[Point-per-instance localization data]
=== Begin Enclosure ===

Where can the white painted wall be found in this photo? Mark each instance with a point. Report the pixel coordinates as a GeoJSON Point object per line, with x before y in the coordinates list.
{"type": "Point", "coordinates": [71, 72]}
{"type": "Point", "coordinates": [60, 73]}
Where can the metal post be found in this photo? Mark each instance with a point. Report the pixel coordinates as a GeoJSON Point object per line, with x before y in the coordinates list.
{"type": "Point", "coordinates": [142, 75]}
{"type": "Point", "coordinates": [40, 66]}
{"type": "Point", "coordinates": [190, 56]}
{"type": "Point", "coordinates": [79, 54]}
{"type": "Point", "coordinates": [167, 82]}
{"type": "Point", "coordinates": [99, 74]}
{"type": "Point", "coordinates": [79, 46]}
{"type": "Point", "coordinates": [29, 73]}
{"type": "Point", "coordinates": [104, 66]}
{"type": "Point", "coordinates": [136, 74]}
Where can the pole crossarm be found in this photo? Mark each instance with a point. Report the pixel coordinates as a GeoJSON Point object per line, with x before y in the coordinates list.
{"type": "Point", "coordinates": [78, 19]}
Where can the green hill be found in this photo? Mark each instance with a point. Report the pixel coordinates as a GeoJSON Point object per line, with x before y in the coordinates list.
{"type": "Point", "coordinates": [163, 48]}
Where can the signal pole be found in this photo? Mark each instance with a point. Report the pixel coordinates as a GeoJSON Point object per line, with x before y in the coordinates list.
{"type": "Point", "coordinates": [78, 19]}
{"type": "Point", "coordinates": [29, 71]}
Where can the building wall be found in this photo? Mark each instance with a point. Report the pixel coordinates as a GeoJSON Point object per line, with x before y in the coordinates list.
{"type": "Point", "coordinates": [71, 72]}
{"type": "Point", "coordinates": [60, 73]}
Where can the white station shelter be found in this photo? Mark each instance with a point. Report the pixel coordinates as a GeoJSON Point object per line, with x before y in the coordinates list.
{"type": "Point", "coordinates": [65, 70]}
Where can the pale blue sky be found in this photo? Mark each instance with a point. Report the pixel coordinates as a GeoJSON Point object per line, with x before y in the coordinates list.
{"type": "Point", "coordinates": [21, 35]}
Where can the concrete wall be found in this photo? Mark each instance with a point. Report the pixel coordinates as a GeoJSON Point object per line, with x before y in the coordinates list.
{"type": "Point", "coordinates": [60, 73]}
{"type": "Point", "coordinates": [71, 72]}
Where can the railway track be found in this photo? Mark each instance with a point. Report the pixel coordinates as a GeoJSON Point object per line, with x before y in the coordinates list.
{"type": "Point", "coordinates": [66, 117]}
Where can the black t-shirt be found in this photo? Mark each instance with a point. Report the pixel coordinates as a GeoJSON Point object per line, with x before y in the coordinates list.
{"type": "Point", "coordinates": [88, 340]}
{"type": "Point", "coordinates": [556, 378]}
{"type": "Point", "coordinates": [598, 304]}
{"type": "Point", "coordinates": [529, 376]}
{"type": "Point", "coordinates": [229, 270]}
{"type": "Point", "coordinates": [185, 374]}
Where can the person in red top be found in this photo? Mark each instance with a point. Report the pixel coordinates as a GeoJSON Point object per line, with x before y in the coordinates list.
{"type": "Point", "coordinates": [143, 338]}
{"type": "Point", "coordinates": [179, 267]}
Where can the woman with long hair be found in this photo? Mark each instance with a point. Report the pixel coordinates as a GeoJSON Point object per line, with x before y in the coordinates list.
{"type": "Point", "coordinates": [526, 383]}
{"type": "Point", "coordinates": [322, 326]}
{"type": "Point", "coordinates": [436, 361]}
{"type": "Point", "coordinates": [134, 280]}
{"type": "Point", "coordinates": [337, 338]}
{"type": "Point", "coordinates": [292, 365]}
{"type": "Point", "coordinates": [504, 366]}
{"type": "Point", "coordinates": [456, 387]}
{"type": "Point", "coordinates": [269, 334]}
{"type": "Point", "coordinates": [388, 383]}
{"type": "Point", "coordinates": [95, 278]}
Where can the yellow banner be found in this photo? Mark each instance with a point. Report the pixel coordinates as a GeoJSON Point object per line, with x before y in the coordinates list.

=== End Enclosure ===

### What you need to do
Write out every entry above, word for word.

### Written response
Where can the white painted wall be found in this photo? Mark each instance with a point. Report the pixel coordinates as a GeoJSON Point object per line, with x before y in the coordinates list.
{"type": "Point", "coordinates": [71, 72]}
{"type": "Point", "coordinates": [60, 73]}
Where can the metal post be found in this photo? Mark each instance with a point. Report the pixel coordinates as a GeoJSON Point object per line, with x before y in the coordinates list.
{"type": "Point", "coordinates": [142, 75]}
{"type": "Point", "coordinates": [40, 66]}
{"type": "Point", "coordinates": [190, 56]}
{"type": "Point", "coordinates": [79, 54]}
{"type": "Point", "coordinates": [167, 82]}
{"type": "Point", "coordinates": [99, 74]}
{"type": "Point", "coordinates": [79, 46]}
{"type": "Point", "coordinates": [29, 73]}
{"type": "Point", "coordinates": [104, 66]}
{"type": "Point", "coordinates": [136, 74]}
Where can the pole crossarm be found in this photo? Mark each instance with a point. Report the pixel coordinates as a GeoJSON Point object per line, with x before y in the coordinates list.
{"type": "Point", "coordinates": [78, 19]}
Where can the green hill be found in this photo? Mark each instance with a point. Report the pixel coordinates as a GeoJSON Point object per line, with x before y in the coordinates list.
{"type": "Point", "coordinates": [163, 48]}
Where can the signal pole be found in this photo? Mark each instance with a point. Report the pixel coordinates as a GeoJSON Point object per line, with x before y in the coordinates list.
{"type": "Point", "coordinates": [78, 19]}
{"type": "Point", "coordinates": [29, 71]}
Where can the building wall be found in this photo? Mark each instance with a point. Report the pixel coordinates as a GeoJSON Point object per line, with x before y in the coordinates list.
{"type": "Point", "coordinates": [71, 72]}
{"type": "Point", "coordinates": [60, 73]}
Where can the white station shelter be found in this photo? Mark each instance with a point. Report the pixel coordinates as a GeoJSON Point object per line, with x before y in the coordinates list.
{"type": "Point", "coordinates": [65, 70]}
Where can the pale blue sky be found in this photo? Mark each instance with a point. Report the pixel coordinates as a GeoJSON Point object per line, with x before y in the coordinates list.
{"type": "Point", "coordinates": [21, 35]}
Where can the concrete wall be found in this photo? Mark each instance with a point. Report the pixel coordinates as a GeoJSON Point object per line, with x before y in the coordinates list.
{"type": "Point", "coordinates": [60, 73]}
{"type": "Point", "coordinates": [71, 72]}
Where can the railway track be found in this photo? Mark each instance with a point. Report the pixel coordinates as a GeoJSON Point object per line, with x before y in the coordinates list.
{"type": "Point", "coordinates": [66, 117]}
Where can the black t-shirt be found in this photo? Mark each instance with a point. Report the pixel coordinates as a GeoJSON Point object per line, with x before y in the coordinates list.
{"type": "Point", "coordinates": [88, 340]}
{"type": "Point", "coordinates": [556, 378]}
{"type": "Point", "coordinates": [598, 304]}
{"type": "Point", "coordinates": [529, 376]}
{"type": "Point", "coordinates": [229, 270]}
{"type": "Point", "coordinates": [185, 374]}
Where can the person in red top be found in this photo? Mark each instance with a point. Report the pixel coordinates as a GeoJSON Point object per line, with x before y in the coordinates list.
{"type": "Point", "coordinates": [143, 338]}
{"type": "Point", "coordinates": [179, 267]}
Where can the woman with long hair be found in this photo? Mark each instance with a point. Report the pixel coordinates as a GeoJSON Point object per line, with x before y in the coordinates list.
{"type": "Point", "coordinates": [526, 383]}
{"type": "Point", "coordinates": [322, 326]}
{"type": "Point", "coordinates": [436, 361]}
{"type": "Point", "coordinates": [134, 280]}
{"type": "Point", "coordinates": [337, 338]}
{"type": "Point", "coordinates": [292, 365]}
{"type": "Point", "coordinates": [504, 366]}
{"type": "Point", "coordinates": [456, 387]}
{"type": "Point", "coordinates": [269, 334]}
{"type": "Point", "coordinates": [388, 383]}
{"type": "Point", "coordinates": [95, 278]}
Where can the yellow banner be found in this photo? Mark each instance with a point. Report the pixel coordinates as a GeoJSON Point object per line, with x before y in the coordinates list.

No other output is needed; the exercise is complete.